▶ _Aim of the exercise_: Set down exactly, from the records below, the line with "Tag the white nape" through the line with "<point>740,346</point>", and nothing else.

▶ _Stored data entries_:
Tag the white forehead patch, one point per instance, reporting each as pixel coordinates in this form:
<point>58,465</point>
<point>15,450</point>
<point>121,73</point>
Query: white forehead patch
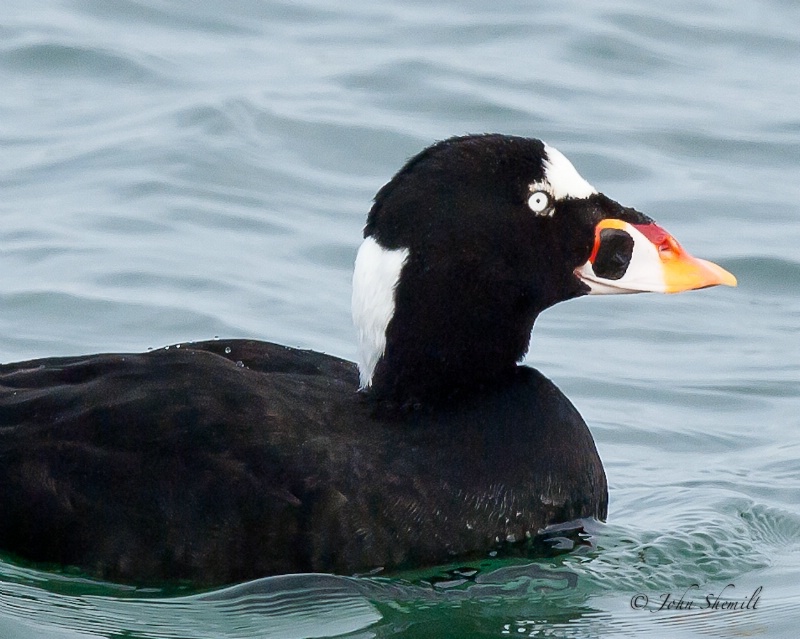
<point>376,273</point>
<point>564,180</point>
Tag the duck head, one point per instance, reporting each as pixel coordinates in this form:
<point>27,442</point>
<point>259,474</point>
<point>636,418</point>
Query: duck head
<point>470,241</point>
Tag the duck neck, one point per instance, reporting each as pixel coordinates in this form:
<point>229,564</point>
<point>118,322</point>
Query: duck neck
<point>443,336</point>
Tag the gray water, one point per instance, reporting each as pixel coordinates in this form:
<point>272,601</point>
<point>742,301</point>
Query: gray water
<point>177,171</point>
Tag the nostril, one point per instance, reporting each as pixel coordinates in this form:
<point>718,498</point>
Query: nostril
<point>613,254</point>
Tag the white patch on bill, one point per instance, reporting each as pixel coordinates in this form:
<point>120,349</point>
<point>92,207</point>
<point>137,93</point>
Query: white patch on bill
<point>377,271</point>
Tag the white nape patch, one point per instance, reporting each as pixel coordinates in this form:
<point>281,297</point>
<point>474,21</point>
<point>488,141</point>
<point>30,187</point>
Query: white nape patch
<point>564,180</point>
<point>375,277</point>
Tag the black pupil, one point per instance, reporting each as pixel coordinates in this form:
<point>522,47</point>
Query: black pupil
<point>613,254</point>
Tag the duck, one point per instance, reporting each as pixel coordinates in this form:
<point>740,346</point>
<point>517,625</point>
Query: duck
<point>227,460</point>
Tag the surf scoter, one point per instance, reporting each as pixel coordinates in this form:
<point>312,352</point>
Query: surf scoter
<point>228,460</point>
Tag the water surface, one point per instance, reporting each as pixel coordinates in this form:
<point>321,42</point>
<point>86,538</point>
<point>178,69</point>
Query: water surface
<point>175,171</point>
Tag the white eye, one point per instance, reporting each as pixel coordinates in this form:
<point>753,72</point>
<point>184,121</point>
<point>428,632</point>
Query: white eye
<point>539,201</point>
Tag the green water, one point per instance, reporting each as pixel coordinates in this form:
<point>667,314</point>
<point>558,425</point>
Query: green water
<point>174,171</point>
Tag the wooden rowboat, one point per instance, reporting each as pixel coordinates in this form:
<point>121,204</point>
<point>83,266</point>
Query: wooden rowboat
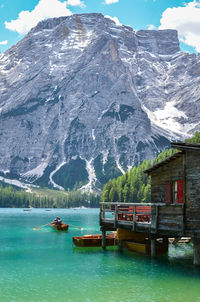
<point>59,227</point>
<point>94,240</point>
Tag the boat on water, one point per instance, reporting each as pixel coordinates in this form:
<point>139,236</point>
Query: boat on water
<point>94,240</point>
<point>59,227</point>
<point>144,247</point>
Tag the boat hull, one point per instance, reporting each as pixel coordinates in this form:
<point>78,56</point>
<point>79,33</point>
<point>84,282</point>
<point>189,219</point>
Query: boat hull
<point>62,227</point>
<point>93,240</point>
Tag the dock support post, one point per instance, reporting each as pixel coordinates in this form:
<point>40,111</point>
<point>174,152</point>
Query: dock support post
<point>103,242</point>
<point>153,247</point>
<point>196,244</point>
<point>120,245</point>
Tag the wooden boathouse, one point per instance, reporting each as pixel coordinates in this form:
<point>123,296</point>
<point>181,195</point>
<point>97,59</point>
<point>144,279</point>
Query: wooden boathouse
<point>174,211</point>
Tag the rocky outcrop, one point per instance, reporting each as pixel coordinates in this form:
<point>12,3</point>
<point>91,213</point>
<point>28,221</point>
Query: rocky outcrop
<point>82,100</point>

▶ _Solved problem_:
Tag the white nape patch, one point per instance, reporting each as pixel coordinates in this form:
<point>281,297</point>
<point>474,21</point>
<point>488,141</point>
<point>30,187</point>
Query: white nape patch
<point>564,180</point>
<point>375,277</point>
Tag the black pupil, one point per instance, reporting each as pixel coordinates in this form:
<point>522,47</point>
Query: black pupil
<point>613,254</point>
Tag the duck, one point per instance, reporting each as pixel coordinates in this form:
<point>740,346</point>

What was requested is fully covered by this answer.